Spoken Word Performances

2014 – 2024 · Beirut · Paris · São Paulo · San Francisco

Before the machines started writing back, there was a long decade of rooms. Beirut wine bars and Paris co-ops, a São Paulo festival, San Francisco basements, the small stages of friends’ living rooms when nothing else was open. From 2014 to 2024 I read constantly. I learned how to land a line by losing rooms first.

The four books of poetry I published in that span — Faded Promises, In the Name of Scandal, Flight of the Jaguar, Invasions — were each rehearsed in those rooms before they were printed. The line breaks were chosen by breath, not by margin. The titles were named by the audiences who kept asking after the same lines, night after night.

■ Problems and tasks ■
1. Answer these questions about the text on spoken word performances:
(a) During which years did the writer read constantly?
(b) How many books of poetry did the writer publish in that span?
(c) According to the text, what chose the line breaks?
2. Write the next few sentences of the text on spoken word performances, picking up after its final line.

■ Extracted data ■
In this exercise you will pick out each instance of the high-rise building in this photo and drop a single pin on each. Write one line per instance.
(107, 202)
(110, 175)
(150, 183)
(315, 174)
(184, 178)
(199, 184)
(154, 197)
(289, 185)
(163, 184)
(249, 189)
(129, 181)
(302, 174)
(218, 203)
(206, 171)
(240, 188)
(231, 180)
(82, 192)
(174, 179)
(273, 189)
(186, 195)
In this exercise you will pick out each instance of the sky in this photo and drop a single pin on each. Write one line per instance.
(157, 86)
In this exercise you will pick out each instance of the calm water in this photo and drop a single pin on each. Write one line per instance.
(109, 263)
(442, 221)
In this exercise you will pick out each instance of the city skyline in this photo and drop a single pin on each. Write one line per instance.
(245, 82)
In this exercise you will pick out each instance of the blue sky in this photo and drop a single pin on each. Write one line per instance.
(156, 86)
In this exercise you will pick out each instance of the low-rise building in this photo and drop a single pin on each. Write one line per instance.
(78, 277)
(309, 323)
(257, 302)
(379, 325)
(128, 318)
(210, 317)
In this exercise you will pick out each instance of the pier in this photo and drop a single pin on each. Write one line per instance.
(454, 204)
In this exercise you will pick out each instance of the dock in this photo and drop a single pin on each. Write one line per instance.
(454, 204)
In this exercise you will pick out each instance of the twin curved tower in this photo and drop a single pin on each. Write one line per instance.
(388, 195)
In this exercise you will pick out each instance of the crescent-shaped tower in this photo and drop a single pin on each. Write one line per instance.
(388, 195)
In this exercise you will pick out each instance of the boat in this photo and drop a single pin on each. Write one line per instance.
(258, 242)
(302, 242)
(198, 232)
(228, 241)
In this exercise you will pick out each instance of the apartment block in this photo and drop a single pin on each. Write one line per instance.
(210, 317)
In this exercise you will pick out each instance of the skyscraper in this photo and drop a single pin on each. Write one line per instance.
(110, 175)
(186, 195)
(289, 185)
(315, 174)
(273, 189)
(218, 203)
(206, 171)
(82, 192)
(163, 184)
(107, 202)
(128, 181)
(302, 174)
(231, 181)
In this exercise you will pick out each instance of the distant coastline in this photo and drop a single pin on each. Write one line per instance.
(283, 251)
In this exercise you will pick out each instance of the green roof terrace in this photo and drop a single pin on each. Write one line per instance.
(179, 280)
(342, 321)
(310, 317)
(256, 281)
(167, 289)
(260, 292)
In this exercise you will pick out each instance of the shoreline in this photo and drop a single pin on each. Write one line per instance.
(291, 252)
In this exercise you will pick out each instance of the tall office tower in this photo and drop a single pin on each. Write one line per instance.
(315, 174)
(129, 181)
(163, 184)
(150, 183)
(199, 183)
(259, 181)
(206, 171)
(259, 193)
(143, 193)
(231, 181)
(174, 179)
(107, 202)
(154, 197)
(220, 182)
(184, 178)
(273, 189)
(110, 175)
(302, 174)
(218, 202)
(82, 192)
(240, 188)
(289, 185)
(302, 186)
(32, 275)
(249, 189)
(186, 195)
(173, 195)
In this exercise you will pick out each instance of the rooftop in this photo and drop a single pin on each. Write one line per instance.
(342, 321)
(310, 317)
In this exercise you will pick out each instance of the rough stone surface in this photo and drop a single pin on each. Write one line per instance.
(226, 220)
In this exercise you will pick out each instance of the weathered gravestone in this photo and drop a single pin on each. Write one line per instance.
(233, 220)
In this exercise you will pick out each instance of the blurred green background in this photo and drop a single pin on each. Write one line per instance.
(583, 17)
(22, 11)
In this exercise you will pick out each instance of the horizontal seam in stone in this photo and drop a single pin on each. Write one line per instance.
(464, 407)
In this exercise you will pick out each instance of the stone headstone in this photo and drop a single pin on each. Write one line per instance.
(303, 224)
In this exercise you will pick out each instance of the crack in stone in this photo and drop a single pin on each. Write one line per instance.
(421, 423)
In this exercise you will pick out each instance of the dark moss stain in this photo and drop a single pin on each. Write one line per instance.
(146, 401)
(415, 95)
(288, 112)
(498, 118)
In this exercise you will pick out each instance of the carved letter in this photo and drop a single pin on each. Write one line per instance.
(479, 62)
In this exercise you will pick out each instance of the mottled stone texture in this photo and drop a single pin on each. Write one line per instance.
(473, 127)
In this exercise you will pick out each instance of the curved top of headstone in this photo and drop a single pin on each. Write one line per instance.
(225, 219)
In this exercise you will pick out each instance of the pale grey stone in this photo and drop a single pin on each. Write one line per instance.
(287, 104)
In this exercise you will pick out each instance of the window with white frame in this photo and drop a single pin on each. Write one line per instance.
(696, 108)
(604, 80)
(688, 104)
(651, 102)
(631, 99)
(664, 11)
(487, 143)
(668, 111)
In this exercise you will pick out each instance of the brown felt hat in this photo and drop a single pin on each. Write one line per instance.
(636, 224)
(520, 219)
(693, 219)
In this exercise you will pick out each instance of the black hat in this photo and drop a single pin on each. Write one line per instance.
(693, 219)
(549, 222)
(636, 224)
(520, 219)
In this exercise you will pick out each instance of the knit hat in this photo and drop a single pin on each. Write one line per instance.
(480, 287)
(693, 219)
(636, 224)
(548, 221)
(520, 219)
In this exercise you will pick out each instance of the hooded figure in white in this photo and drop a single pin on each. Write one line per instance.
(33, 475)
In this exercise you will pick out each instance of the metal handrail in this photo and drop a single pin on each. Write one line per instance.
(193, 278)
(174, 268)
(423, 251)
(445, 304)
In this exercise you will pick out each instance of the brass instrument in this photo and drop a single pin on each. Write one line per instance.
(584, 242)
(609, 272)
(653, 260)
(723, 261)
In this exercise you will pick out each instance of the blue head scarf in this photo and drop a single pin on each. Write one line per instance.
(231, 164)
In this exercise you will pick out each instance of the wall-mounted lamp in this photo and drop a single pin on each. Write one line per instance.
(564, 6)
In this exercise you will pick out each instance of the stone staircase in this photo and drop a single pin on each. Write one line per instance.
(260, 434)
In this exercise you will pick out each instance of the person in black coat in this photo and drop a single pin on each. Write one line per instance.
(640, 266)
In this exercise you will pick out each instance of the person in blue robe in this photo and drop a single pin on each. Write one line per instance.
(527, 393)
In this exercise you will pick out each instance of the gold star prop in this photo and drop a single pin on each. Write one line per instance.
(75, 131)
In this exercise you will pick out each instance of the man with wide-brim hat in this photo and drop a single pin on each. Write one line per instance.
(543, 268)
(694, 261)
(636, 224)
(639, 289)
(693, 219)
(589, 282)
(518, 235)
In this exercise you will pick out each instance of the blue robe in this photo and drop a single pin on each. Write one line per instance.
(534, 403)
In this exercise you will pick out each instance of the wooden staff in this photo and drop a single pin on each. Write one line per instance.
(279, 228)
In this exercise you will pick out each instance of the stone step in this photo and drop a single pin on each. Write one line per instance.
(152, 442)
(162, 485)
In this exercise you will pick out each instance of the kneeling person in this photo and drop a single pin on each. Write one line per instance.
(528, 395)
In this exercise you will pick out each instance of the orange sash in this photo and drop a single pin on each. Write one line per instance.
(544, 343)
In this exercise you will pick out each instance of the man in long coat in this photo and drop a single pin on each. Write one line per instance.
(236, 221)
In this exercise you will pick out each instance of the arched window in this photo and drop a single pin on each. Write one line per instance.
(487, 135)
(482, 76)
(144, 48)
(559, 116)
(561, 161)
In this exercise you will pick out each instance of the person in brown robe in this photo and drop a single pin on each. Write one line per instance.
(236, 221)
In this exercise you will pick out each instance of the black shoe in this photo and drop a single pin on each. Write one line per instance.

■ Outputs in order ■
1.
(a) 2014 to 2024
(b) Four
(c) Breath, not margin

2.
The pandemic-era poems that became Invasions began as replies to scam texts, performed almost as a stand-up routine between hosts who didn’t know whether to laugh or hold their breath. The migrant pieces that became Borderline were first tested as a one-poem set at small queer-Arab nights in SF. Whatever has since become net art or fine-tuned model or installation, started here. Inside a microphone. Inside a room that had to be earned.

This page collects the lineage rather than the individual nights. The shows are too many to list and the venues too varied to honour individually. The point is the volume. The point is the repetition. The point is the slow process of learning how a poem survives contact with a body and a room and a strangers’ attention.